:: Extracted data

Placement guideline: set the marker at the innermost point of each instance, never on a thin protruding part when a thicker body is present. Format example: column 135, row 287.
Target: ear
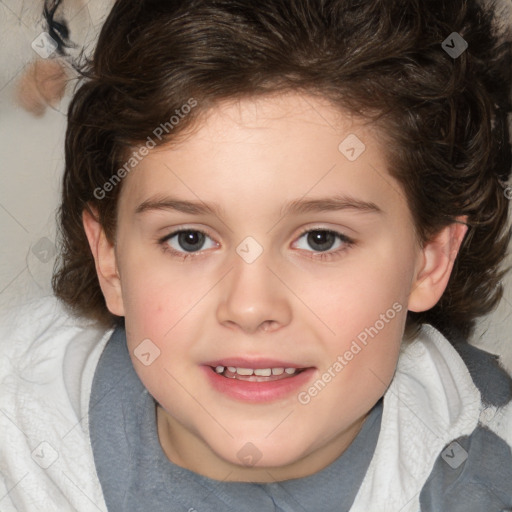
column 104, row 255
column 435, row 266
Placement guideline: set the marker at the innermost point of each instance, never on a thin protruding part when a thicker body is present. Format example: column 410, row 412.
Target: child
column 283, row 219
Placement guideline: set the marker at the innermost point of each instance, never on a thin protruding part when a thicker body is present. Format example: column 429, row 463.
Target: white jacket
column 47, row 364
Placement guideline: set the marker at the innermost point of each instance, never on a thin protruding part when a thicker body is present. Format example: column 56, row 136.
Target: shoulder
column 46, row 372
column 474, row 471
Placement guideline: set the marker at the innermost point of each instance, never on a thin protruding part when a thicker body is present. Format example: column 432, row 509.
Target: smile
column 257, row 381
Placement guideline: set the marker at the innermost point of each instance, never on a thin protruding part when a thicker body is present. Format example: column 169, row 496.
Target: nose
column 253, row 298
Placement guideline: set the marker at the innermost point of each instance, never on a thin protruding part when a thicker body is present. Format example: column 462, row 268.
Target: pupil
column 189, row 239
column 324, row 240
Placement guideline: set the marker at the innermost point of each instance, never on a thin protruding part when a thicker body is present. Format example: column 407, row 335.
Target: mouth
column 262, row 380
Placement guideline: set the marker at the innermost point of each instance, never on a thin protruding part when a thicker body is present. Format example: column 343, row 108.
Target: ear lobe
column 104, row 255
column 437, row 260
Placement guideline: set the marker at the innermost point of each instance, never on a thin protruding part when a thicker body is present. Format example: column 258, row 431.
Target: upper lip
column 260, row 363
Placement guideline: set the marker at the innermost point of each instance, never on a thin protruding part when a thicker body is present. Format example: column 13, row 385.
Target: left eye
column 190, row 240
column 322, row 240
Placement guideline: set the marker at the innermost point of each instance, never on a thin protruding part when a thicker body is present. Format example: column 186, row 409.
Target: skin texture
column 252, row 157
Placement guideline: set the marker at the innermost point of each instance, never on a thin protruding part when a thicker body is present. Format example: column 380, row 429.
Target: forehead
column 275, row 149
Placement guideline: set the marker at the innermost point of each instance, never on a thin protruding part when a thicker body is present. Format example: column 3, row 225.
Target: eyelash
column 322, row 256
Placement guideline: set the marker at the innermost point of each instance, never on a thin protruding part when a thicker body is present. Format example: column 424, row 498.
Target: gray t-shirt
column 136, row 475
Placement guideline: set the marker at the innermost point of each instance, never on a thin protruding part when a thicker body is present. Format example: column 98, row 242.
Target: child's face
column 227, row 302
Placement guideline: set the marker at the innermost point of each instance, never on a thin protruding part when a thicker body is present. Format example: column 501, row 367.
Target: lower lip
column 258, row 391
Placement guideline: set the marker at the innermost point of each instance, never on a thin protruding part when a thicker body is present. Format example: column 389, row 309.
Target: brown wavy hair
column 446, row 117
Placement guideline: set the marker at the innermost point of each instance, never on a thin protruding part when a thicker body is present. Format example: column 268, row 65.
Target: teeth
column 245, row 371
column 263, row 372
column 260, row 372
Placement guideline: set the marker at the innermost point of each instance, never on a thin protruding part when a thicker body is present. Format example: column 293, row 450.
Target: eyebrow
column 299, row 206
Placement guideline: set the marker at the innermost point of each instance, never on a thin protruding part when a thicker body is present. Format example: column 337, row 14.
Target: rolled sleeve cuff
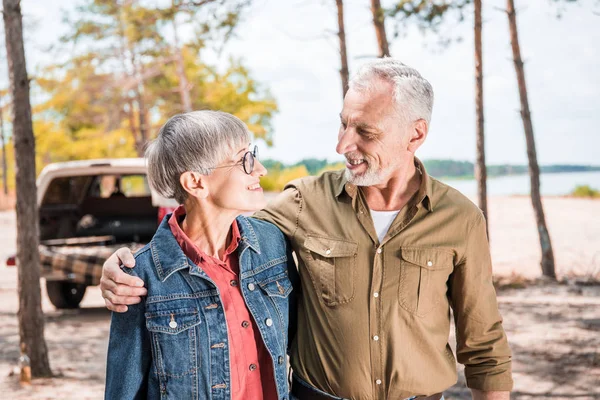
column 496, row 381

::::

Task requirements: Pull out the part of the items that opens with the line containing "293, row 450." and runs through the end of the items, repeating each line unchanged. Leave the pictures out of your answer.

The solution:
Placement guideline: set the marker at the innermost point of each instance, never on a thin protruding part when a thicker body is present. Format example: column 293, row 450.
Target: eyebrow
column 299, row 206
Placement guideline: set the marker at the innermost point of each instance, never on a thin protruding part when a thicker body is present. Format example: column 337, row 14.
Target: rolled sleeve cuff
column 496, row 381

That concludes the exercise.